Data provided: Begin

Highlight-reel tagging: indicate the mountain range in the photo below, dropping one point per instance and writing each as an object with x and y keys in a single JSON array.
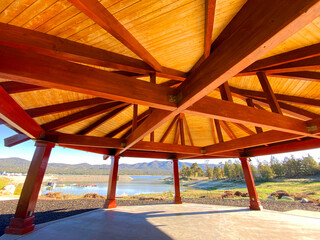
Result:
[{"x": 18, "y": 165}]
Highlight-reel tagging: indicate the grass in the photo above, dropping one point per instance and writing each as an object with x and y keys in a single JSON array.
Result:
[{"x": 264, "y": 189}]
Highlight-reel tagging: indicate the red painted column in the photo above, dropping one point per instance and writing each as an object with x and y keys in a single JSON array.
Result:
[
  {"x": 254, "y": 199},
  {"x": 112, "y": 185},
  {"x": 177, "y": 197},
  {"x": 22, "y": 222}
]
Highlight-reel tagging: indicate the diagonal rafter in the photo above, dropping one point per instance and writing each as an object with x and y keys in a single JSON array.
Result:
[
  {"x": 127, "y": 124},
  {"x": 102, "y": 120},
  {"x": 62, "y": 107},
  {"x": 100, "y": 15},
  {"x": 82, "y": 115},
  {"x": 217, "y": 68},
  {"x": 14, "y": 115},
  {"x": 272, "y": 100},
  {"x": 45, "y": 44},
  {"x": 210, "y": 12}
]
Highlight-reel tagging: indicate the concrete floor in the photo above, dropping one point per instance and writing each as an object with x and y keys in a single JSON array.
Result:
[{"x": 186, "y": 221}]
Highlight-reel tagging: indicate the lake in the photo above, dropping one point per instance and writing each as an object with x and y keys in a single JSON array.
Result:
[{"x": 139, "y": 185}]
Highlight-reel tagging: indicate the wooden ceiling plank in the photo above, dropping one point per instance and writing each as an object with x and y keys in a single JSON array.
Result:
[
  {"x": 91, "y": 141},
  {"x": 251, "y": 141},
  {"x": 188, "y": 129},
  {"x": 14, "y": 115},
  {"x": 272, "y": 100},
  {"x": 102, "y": 120},
  {"x": 127, "y": 124},
  {"x": 183, "y": 142},
  {"x": 82, "y": 115},
  {"x": 303, "y": 75},
  {"x": 210, "y": 12},
  {"x": 100, "y": 15},
  {"x": 32, "y": 68},
  {"x": 228, "y": 130},
  {"x": 15, "y": 140},
  {"x": 16, "y": 87},
  {"x": 177, "y": 133},
  {"x": 250, "y": 104},
  {"x": 254, "y": 15},
  {"x": 213, "y": 131},
  {"x": 166, "y": 133},
  {"x": 290, "y": 110},
  {"x": 287, "y": 57},
  {"x": 45, "y": 44},
  {"x": 280, "y": 97},
  {"x": 284, "y": 148},
  {"x": 231, "y": 112},
  {"x": 218, "y": 128},
  {"x": 62, "y": 107}
]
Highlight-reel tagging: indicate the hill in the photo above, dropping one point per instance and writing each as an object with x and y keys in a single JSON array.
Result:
[{"x": 18, "y": 165}]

Data provided: End

→ What needs to be done
Every entry is to be reproduced word for word, and no image is carried over.

→ Response below
Highlight-reel tagging: indicate the mountain range in the photo below, dropping one point per instance and writing each as an object with x and y keys in a single JSON array.
Result:
[{"x": 18, "y": 165}]
Highlight-reel tagging: indicate the grass in the photo above, dropping one point per instance and writing each as an object with x and y keys in a single JSON array.
Result:
[{"x": 264, "y": 189}]
Highlight-reel tagging: indicate the red painted column in the photo above, dropping one point per instance and writing each as an object with x and y keys in a single JSON array.
Result:
[
  {"x": 254, "y": 199},
  {"x": 112, "y": 185},
  {"x": 177, "y": 197},
  {"x": 22, "y": 222}
]
Highlight-reel tagging: indicate the diagonal rafter in the photo above, dropping one point per instance and writing each as an object with x and y keys in a single JSON array.
Result:
[
  {"x": 127, "y": 124},
  {"x": 102, "y": 120},
  {"x": 62, "y": 107},
  {"x": 100, "y": 15},
  {"x": 82, "y": 115},
  {"x": 217, "y": 68},
  {"x": 14, "y": 115},
  {"x": 272, "y": 100},
  {"x": 45, "y": 44},
  {"x": 210, "y": 12}
]
Highlight-reel tagging: indicate the concrete floor in the photo above, dropping one point per instance and writing each as an object with x and y keys in a single JSON array.
Result:
[{"x": 186, "y": 221}]
Highlight-reel tagging: indicate the lake in the photo above, dropping one point per instance and writing each as an object with x and y keys in a single JSON array.
Result:
[{"x": 139, "y": 185}]
Highlight-reel tagging: indicate the wooden ceiling plank in the photo above, dropping one point per instance and writing each as an object with x and y keys in a single JSON array.
Result:
[
  {"x": 91, "y": 141},
  {"x": 251, "y": 141},
  {"x": 188, "y": 129},
  {"x": 14, "y": 115},
  {"x": 272, "y": 100},
  {"x": 102, "y": 120},
  {"x": 127, "y": 124},
  {"x": 183, "y": 142},
  {"x": 82, "y": 115},
  {"x": 303, "y": 75},
  {"x": 210, "y": 12},
  {"x": 100, "y": 15},
  {"x": 32, "y": 68},
  {"x": 228, "y": 130},
  {"x": 15, "y": 140},
  {"x": 16, "y": 87},
  {"x": 177, "y": 133},
  {"x": 250, "y": 104},
  {"x": 254, "y": 15},
  {"x": 213, "y": 131},
  {"x": 166, "y": 133},
  {"x": 290, "y": 110},
  {"x": 287, "y": 57},
  {"x": 45, "y": 44},
  {"x": 280, "y": 97},
  {"x": 284, "y": 148},
  {"x": 231, "y": 112},
  {"x": 218, "y": 128},
  {"x": 62, "y": 107}
]
Highlight-reel tagging: indicate the hill in the photo above, dropping one point per instance and writing each as an object with x and y keys in a single JSON array.
Result:
[{"x": 18, "y": 165}]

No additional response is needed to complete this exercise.